Kutipan Teks:
-- -- --

Banyumas – Momen peringatan Jumat Agung dan Paskah yang dirayakan umat
Kristiani di seluruh dunia menjadi waktu yang tepat untuk
merefleksikan nilai-nilai toleransi antarumat beragama, khususnya
antara Islam dan Kristen. Dalam diskursus lintas iman, sosok Isa
Al-Masih menjadi titik temu penting sekaligus ruang bagi dialog yang
membangun.
Dr. Muhammad Ash-Shiddiqy, M.E, akademisi dan cendekiawan Muslim dari
UIN Saizu Purwokerto, menyampaikan pandangannya bahwa meski terdapat
perbedaan naratif dan teologis, umat Islam tetap menaruh hormat kepada
Isa sebagai nabi agung yang diutus Allah.
“Dalam Islam, Isa bukan hanya tokoh sejarah, melainkan nabi yang
dimuliakan dan diimani,” ungkap Dr. Shiddiqy dikutip IDN Times, Selasa
(22/2025).
Dalam Al-Qur’an, tepatnya Surat An-Nisa ayat 157, disebutkan bahwa
Nabi Isa tidaklah disalib ataupun dibunuh, melainkan yang disalib
adalah sosok yang diserupakan dengannya. Pandangan ini menjadi pembeda
utama antara ajaran Islam dan Kristen mengenai peristiwa penyaliban.

-- -- --

Data Hasil Ekstraksi:
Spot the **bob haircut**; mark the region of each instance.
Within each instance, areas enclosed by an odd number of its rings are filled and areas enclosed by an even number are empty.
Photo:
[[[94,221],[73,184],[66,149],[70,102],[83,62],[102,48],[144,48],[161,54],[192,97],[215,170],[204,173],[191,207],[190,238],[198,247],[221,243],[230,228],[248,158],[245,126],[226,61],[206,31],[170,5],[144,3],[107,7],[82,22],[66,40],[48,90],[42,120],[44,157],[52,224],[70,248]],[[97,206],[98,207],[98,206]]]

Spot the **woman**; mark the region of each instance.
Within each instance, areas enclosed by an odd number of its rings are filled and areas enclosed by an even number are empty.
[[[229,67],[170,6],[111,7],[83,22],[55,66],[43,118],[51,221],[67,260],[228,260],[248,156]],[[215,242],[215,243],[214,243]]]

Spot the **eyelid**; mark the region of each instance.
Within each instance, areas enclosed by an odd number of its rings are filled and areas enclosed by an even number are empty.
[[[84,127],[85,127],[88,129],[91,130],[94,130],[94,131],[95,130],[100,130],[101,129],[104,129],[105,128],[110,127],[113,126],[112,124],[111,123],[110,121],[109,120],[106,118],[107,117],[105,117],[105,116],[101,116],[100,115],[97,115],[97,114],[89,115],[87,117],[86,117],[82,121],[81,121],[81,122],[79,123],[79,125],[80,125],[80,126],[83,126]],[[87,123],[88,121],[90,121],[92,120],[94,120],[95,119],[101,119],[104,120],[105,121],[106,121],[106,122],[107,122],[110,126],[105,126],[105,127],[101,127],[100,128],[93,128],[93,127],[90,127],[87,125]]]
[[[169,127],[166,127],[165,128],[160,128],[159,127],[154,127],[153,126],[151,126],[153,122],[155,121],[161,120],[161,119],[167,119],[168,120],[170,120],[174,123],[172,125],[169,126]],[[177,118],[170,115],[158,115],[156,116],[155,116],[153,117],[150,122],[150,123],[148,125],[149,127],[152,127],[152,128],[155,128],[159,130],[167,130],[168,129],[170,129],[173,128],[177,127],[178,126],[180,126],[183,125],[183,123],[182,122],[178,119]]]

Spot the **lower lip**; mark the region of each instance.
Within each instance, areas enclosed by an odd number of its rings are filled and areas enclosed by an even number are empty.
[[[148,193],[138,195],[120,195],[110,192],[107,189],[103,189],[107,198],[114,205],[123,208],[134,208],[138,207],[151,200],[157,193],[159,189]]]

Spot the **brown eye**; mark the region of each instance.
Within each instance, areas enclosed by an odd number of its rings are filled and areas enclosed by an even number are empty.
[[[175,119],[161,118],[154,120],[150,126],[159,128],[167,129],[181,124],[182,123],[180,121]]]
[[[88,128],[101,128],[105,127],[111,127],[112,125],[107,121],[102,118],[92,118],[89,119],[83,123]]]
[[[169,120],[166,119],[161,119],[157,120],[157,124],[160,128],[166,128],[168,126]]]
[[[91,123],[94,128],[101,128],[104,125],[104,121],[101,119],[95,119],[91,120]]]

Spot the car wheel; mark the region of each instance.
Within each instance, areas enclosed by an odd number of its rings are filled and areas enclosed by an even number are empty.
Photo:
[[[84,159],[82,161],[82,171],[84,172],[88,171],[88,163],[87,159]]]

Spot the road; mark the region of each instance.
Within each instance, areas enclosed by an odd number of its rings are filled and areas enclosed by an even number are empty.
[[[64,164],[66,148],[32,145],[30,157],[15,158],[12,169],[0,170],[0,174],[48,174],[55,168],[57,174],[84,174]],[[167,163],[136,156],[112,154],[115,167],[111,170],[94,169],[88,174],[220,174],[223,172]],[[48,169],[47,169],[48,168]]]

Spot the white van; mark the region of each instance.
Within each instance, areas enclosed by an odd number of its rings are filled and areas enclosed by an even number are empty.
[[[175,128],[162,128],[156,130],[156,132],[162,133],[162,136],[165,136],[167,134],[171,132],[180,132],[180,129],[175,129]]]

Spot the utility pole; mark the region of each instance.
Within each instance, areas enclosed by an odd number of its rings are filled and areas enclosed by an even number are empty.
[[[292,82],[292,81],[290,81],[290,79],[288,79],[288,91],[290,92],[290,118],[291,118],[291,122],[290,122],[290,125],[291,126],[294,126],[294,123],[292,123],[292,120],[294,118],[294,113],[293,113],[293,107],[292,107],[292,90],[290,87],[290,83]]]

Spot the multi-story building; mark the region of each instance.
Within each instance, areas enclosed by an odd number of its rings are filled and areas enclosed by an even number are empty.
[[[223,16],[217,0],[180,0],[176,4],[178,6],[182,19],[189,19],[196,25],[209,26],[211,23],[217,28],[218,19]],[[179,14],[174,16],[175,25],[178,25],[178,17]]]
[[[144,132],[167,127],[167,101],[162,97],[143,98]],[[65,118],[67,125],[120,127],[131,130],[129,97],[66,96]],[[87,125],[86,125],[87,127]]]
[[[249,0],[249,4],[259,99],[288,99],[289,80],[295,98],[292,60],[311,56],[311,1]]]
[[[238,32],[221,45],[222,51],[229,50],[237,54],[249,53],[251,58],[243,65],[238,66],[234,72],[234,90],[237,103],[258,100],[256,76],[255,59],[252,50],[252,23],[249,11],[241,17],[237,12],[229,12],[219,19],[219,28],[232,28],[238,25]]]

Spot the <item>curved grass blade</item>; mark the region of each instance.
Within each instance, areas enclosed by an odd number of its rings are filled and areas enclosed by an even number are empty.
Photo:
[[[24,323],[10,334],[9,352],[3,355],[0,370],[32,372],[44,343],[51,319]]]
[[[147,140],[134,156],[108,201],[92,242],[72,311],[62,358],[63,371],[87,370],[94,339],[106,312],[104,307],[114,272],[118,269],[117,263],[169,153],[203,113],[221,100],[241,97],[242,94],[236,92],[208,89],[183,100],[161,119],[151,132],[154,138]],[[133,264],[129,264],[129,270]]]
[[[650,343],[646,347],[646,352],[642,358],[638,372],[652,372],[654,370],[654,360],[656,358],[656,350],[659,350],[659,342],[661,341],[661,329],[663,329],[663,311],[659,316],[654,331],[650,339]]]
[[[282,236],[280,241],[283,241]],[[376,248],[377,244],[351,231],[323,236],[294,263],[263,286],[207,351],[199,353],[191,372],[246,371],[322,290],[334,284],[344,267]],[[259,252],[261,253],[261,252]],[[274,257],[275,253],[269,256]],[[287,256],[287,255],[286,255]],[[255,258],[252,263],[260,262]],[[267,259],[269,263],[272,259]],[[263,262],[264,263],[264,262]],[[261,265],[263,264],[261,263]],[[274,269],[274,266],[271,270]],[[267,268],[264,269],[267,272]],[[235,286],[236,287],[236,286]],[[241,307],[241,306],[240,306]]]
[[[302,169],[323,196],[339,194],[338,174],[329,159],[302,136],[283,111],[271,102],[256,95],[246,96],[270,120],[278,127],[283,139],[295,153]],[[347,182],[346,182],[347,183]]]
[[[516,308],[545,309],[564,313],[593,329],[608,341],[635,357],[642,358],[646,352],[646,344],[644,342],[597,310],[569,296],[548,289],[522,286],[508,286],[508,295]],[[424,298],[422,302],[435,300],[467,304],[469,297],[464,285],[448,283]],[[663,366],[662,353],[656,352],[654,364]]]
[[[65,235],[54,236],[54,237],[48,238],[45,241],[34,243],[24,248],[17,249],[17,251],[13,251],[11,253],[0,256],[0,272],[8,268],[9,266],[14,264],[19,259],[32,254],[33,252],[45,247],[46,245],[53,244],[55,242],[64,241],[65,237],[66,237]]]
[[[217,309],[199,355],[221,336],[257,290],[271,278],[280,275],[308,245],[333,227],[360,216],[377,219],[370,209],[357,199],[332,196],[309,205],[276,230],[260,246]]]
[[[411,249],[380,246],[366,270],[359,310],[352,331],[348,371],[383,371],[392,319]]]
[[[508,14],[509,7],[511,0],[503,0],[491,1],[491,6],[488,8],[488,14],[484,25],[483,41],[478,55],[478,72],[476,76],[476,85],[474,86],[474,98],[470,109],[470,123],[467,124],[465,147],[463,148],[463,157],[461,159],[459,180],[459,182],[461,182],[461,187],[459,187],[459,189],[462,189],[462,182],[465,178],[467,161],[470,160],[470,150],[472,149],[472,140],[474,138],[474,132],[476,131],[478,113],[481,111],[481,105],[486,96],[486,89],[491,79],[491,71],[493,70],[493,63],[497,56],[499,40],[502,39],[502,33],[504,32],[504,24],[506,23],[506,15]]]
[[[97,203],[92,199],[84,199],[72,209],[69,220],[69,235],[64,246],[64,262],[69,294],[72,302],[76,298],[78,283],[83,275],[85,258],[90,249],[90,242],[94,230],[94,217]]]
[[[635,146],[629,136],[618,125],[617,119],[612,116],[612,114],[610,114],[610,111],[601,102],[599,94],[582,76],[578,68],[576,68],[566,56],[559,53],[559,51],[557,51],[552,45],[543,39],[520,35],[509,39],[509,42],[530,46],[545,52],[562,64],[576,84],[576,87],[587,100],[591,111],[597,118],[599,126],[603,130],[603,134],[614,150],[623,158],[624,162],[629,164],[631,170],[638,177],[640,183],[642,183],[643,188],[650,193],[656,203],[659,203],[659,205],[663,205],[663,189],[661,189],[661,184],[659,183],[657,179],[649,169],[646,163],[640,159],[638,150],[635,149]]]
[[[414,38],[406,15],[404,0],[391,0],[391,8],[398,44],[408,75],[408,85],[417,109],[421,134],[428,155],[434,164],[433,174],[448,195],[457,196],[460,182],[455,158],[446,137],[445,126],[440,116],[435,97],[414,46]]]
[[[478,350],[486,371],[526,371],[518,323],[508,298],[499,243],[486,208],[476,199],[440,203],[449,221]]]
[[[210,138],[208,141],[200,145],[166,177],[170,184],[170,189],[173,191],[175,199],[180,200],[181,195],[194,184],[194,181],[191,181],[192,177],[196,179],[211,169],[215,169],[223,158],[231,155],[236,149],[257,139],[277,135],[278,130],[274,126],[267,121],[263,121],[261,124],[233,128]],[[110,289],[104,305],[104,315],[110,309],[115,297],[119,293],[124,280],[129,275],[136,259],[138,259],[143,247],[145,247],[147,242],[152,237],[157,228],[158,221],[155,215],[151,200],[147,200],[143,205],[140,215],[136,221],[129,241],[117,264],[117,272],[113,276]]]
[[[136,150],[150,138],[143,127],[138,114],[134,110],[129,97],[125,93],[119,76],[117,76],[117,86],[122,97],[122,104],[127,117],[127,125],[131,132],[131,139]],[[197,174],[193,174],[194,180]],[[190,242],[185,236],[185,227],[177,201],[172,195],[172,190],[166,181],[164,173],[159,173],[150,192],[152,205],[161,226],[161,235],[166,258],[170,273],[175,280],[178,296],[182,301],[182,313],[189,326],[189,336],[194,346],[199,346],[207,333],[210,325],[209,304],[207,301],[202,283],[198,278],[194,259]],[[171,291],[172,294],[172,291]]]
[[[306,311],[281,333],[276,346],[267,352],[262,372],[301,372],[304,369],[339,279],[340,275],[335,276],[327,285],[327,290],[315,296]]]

-- -- --

Petunjuk Tugas:
1 – Kembalikan persis sebagian teks tentang Jumat Agung dan Paskah: mulai dari kata-kata yang memuat "Dr. Muhammad Ash-Shiddiqy, M.E, akademisi", lalu berhenti setelah "mengenai peristiwa penyaliban.".
2 – Menurut teks tentang Jumat Agung dan Paskah, surat dan ayat Al-Qur'an mana yang menyebutkan bahwa Nabi Isa tidak disalib ataupun dibunuh?
3 – Lanjutkan teks tentang Jumat Agung dan Paskah mulai setelah kalimat terakhirnya.

Hasil Tugas:
1 –
Dr. Muhammad Ash-Shiddiqy, M.E, akademisi dan cendekiawan Muslim dari
UIN Saizu Purwokerto, menyampaikan pandangannya bahwa meski terdapat
perbedaan naratif dan teologis, umat Islam tetap menaruh hormat kepada
Isa sebagai nabi agung yang diutus Allah.
“Dalam Islam, Isa bukan hanya tokoh sejarah, melainkan nabi yang
dimuliakan dan diimani,” ungkap Dr. Shiddiqy dikutip IDN Times, Selasa
(22/2025).
Dalam Al-Qur’an, tepatnya Surat An-Nisa ayat 157, disebutkan bahwa
Nabi Isa tidaklah disalib ataupun dibunuh, melainkan yang disalib
adalah sosok yang diserupakan dengannya. Pandangan ini menjadi pembeda
utama antara ajaran Islam dan Kristen mengenai peristiwa penyaliban.

2 – Surat An-Nisa ayat 157.

3 –
Namun, Dr. Shiddiqy menekankan bahwa perbedaan itu justru membuka
ruang saling pengertian, bukan pertentangan
Di sisi lain, sebagian ulama memiliki penafsiran beragam terhadap
ayat-ayat yang menyebutkan “wafat” dan “diangkat”-nya Nabi Isa.
Tokoh-tokoh seperti Buya Hamka dan Mahmud Syaltut menafsirkan bahwa
Isa telah wafat, sedangkan ulama seperti Ibnu Katsir menegaskan bahwa
beliau masih hidup dan akan turun kembali menjelang kiamat. “Perbedaan
ini menunjukkan bahwa bahkan dalam Islam sendiri ada ragam pendapat.
Ini bukan pelemahan, justru kekayaan dalam berfikir,” tambahnya.
Lebih jauh, momen Paskah dinilai dapat menjadi refleksi sosial untuk
memperkuat kehidupan beragama yang damai dan penuh penghormatan.
Menurut Dr. Shiddiqy, toleransi tidak berarti mengaburkan akidah,
melainkan menghargai keyakinan orang lain selama tidak mencederai
prinsip dasar agama masing-masing.
Mengutip sikap para ulama besar seperti Syaikh Yusuf al-Qaradawi dan
pandangan Majelis Ulama Indonesia (MUI), disebutkan bahwa memberikan
ucapan selamat dalam perayaan umat lain diperbolehkan, selama tidak
mengandung pengakuan teologis.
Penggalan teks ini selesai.